*The task*. Can you repeat the lines from the very start through the one containing "122 96 L 137", swapping "light blue wall" for "pale blue wall" and leaving everything else as it is?

*Records to process*.
══════════

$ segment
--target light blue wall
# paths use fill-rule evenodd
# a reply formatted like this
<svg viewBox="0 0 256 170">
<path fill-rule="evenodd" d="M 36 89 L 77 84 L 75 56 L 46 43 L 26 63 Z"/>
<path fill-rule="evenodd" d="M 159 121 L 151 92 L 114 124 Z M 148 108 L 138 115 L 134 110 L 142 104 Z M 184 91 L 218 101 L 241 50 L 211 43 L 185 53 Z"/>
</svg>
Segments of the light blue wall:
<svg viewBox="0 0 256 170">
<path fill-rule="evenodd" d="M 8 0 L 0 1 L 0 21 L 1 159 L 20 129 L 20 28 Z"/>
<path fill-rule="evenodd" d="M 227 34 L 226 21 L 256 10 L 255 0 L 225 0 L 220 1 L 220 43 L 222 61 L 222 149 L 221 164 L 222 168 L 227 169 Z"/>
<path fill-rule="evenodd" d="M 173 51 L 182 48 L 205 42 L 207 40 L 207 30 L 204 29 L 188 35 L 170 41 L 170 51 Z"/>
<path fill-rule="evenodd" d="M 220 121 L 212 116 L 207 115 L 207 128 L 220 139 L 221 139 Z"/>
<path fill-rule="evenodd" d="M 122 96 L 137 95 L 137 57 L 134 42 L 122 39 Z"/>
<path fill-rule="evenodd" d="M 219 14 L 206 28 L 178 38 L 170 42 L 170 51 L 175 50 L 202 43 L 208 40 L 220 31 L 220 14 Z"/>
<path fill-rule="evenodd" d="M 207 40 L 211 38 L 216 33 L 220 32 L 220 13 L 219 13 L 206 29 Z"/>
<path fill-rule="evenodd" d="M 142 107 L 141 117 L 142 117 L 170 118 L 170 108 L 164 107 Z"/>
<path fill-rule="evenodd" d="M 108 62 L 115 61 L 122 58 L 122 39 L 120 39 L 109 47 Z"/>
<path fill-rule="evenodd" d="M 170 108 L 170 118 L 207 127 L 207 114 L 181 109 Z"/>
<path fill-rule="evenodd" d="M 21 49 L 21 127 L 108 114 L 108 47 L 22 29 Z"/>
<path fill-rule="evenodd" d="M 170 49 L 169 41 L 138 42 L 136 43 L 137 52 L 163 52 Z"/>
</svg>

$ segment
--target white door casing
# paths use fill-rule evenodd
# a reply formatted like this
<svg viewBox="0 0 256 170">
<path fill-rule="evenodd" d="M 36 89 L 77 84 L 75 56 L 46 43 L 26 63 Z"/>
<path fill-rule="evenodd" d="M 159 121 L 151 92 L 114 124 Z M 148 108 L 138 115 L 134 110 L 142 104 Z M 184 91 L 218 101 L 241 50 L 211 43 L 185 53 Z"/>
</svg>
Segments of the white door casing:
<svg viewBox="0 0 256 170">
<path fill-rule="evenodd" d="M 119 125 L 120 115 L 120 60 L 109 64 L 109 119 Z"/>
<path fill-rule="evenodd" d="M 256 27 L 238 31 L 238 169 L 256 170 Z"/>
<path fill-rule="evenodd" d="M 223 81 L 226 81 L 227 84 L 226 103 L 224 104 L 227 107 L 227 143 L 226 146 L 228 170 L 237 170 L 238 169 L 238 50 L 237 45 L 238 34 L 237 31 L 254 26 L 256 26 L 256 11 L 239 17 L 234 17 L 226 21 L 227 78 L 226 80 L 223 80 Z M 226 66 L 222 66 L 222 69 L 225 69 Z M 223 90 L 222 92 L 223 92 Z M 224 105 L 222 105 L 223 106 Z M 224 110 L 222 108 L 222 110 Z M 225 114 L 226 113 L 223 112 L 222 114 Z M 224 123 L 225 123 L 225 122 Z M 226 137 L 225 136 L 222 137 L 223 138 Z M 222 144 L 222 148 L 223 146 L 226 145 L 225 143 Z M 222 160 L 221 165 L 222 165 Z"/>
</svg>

══════════

*Solution below*.
$ segment
--target pale blue wall
# paths use fill-rule evenodd
# a reply formatted like this
<svg viewBox="0 0 256 170">
<path fill-rule="evenodd" d="M 36 89 L 77 84 L 75 56 L 46 43 L 26 63 Z"/>
<path fill-rule="evenodd" d="M 159 121 L 151 92 L 114 124 Z M 148 108 L 138 115 L 134 110 L 142 104 Z M 184 91 L 218 101 L 241 50 L 211 43 L 185 53 Z"/>
</svg>
Segments of the pale blue wall:
<svg viewBox="0 0 256 170">
<path fill-rule="evenodd" d="M 8 0 L 0 1 L 0 21 L 1 159 L 20 129 L 20 28 Z"/>
<path fill-rule="evenodd" d="M 227 34 L 226 21 L 256 10 L 255 0 L 225 0 L 220 1 L 220 43 L 222 61 L 222 149 L 221 164 L 222 168 L 227 169 Z"/>
<path fill-rule="evenodd" d="M 173 51 L 182 48 L 205 42 L 207 40 L 207 30 L 204 29 L 188 35 L 170 41 L 170 51 Z"/>
<path fill-rule="evenodd" d="M 220 121 L 212 116 L 207 115 L 207 128 L 220 139 L 221 139 Z"/>
<path fill-rule="evenodd" d="M 122 96 L 137 95 L 137 57 L 134 42 L 122 39 Z"/>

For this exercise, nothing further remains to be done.